16. Another unreported decision dated March 6, 1979, in the case of CIT v. Salem Bank Ltd. in T.C. No. 284 of 1975 [since reported in : [1979]120ITR224(Mad) was brought to our notice. That was also a case where the amount was transferred to the new company and there was also continuity of service of the employees whose services were transferred to the new company. This case will stand in line with the decision in Stanes Motors' case : [1975]100ITR341(Mad) and CIT v. Pathinen Grama Arya Vysya Bank Ltd. : [1977]109ITR788(Mad) .

17. We had also occasion to deal with a similar claim in T.C. No. 183 of 1975 in CIT v. Sri Venkateswara Bank Ltd. in the judgment dated 24th day of January : [1979]120ITR207(Mad) . That was also a case of payment made to the employees as gratuity. In that case, we observed :

' A payment made in the course of carrying on its business as gratuity cannot be equated to a terminal payment on the closure of the business so as to be disallowed '.

18. This principle would apply to the present case.

* Input data:
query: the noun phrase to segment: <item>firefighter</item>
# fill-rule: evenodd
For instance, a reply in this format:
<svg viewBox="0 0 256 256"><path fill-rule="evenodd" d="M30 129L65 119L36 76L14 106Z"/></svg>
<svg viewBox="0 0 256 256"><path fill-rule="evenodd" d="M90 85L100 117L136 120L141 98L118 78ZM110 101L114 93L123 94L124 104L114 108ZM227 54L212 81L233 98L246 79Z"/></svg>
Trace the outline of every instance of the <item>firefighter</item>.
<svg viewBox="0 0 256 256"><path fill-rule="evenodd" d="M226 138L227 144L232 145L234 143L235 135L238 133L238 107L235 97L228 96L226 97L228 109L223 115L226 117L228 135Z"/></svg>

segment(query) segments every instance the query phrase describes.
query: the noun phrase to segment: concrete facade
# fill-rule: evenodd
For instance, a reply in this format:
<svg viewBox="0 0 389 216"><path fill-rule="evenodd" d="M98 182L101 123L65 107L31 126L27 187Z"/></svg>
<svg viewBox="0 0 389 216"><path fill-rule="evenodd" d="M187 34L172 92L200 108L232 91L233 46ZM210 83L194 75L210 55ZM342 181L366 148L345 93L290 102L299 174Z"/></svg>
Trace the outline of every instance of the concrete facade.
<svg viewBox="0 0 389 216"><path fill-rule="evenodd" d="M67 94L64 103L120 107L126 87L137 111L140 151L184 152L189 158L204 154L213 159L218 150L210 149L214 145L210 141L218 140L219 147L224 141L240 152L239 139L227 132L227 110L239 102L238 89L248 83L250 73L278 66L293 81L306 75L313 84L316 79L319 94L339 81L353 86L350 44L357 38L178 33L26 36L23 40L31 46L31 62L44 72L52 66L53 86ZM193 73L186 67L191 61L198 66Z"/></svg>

* Brief:
Continue the court's discussion of gratuity payments from the point where it stops. The records are not needed for this work.

* Answer to this task:
19. In the three cases, Stanes Motors' case : [1975]100ITR341(Mad) , Pathinen Grama Arya Vysya Bank's case : [1977]109ITR788(Mad) and the unreported decision in T.C. No. 284 of : [1979]120ITR224(Mad) , the question to be considered was not whether the amount when paid to any workman was liable to be deducted. It is that situation which has. arisen in the present case. In the present case, there has been payment directly to the employees' as and by way of gratuity and the principle applicable to this case is different from the one applicable to mere cases of transfer of liability considered in the other three cases mentioned above. The result is that the question referred to us is answered in the affirmative and in favour of the assessee. The assessee is entitled to its costs. Counsel's fee Rs. 500.